- What you need to do: Update the material below by replacing each occurrence of "Target" with "Object". Keep everything else unchanged.

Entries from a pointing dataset
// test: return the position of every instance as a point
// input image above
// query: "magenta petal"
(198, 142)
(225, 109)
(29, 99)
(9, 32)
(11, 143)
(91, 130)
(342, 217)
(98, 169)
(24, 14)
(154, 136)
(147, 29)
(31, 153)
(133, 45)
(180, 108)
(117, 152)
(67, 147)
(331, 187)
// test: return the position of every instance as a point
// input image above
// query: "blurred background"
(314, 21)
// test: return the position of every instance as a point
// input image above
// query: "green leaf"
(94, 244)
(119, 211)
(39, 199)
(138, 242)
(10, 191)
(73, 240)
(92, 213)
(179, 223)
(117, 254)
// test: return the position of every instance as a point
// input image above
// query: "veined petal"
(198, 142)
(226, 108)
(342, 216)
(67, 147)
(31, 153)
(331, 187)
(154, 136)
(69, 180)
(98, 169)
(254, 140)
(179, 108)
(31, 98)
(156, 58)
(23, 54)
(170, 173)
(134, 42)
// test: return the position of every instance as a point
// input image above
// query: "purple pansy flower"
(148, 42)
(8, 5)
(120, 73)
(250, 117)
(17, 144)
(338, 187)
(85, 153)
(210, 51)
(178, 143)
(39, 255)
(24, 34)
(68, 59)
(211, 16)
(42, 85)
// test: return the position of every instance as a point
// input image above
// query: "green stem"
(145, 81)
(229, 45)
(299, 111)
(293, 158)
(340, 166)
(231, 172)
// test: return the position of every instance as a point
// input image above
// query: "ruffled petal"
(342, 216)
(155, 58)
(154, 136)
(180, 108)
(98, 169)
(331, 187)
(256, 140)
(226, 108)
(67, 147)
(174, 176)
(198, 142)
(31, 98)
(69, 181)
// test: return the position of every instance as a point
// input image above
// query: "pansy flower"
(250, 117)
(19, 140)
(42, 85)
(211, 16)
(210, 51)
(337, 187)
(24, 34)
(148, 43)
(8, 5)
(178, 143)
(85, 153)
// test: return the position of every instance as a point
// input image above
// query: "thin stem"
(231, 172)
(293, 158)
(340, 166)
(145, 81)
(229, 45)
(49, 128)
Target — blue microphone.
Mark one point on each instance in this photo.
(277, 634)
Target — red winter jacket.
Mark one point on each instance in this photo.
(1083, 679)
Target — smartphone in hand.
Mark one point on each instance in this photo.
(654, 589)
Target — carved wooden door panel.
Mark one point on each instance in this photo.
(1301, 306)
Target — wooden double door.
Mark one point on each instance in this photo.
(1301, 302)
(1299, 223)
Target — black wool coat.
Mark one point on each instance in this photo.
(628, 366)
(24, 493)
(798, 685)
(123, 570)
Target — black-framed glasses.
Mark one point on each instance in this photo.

- Solution to the exercise:
// test: return the position of every instance as a point
// input image above
// query: "magenta petal"
(198, 142)
(225, 109)
(29, 99)
(9, 32)
(11, 143)
(91, 130)
(342, 217)
(98, 169)
(24, 14)
(154, 136)
(147, 29)
(31, 153)
(133, 45)
(180, 108)
(117, 152)
(67, 147)
(331, 187)
// test: return the position of every instance as a point
// input image above
// query: "blurred background"
(314, 21)
// test: return the position of every instance as a point
// input image above
// query: "green leaf"
(94, 244)
(119, 211)
(39, 199)
(138, 242)
(10, 191)
(73, 240)
(92, 213)
(179, 223)
(117, 254)
// test: return the position of every instance as a point
// input image above
// query: "veined petal"
(198, 142)
(226, 108)
(342, 216)
(67, 147)
(31, 153)
(331, 187)
(154, 136)
(69, 180)
(98, 169)
(254, 140)
(179, 108)
(31, 98)
(156, 58)
(23, 54)
(170, 173)
(134, 42)
// test: return the position of every instance as a point
// input image above
// query: "purple pansy flower"
(148, 42)
(8, 5)
(120, 73)
(250, 117)
(17, 144)
(338, 187)
(85, 153)
(210, 51)
(178, 143)
(39, 255)
(24, 34)
(68, 59)
(211, 16)
(42, 85)
// test: return the position of every instance as a point
// input image above
// query: "green stem"
(145, 81)
(229, 45)
(299, 111)
(293, 158)
(340, 166)
(231, 172)
// test: return the position of every instance as a point
// input image above
// query: "ruffled petal"
(342, 216)
(155, 58)
(154, 136)
(180, 108)
(98, 169)
(331, 187)
(256, 140)
(226, 108)
(67, 147)
(174, 176)
(198, 142)
(31, 98)
(69, 181)
// test: return the position of every instance as a point
// input image above
// query: "pansy flower"
(250, 117)
(19, 140)
(42, 85)
(211, 16)
(210, 51)
(337, 187)
(24, 34)
(148, 43)
(8, 5)
(178, 143)
(85, 153)
// test: return the position of every instance as a point
// input image above
// query: "thin stem"
(231, 172)
(293, 158)
(340, 166)
(145, 81)
(229, 45)
(49, 128)
Object — blue microphone.
Mark one point on each instance in this photo.
(277, 634)
Object — red winter jacket.
Mark one point on each instance in this photo.
(1083, 679)
Object — smartphone in hand.
Mark one point on each instance in this photo.
(654, 589)
Object — carved wooden door panel.
Mark one point on each instance in this photo.
(1301, 306)
Object — wooden double door.
Mark one point on each instance in this photo.
(1301, 302)
(1299, 223)
Object — black wool coat.
Mark one point on each instance in this photo.
(628, 366)
(24, 493)
(798, 685)
(123, 570)
Object — black-framed glasses.
Mark one point on each instance in this photo.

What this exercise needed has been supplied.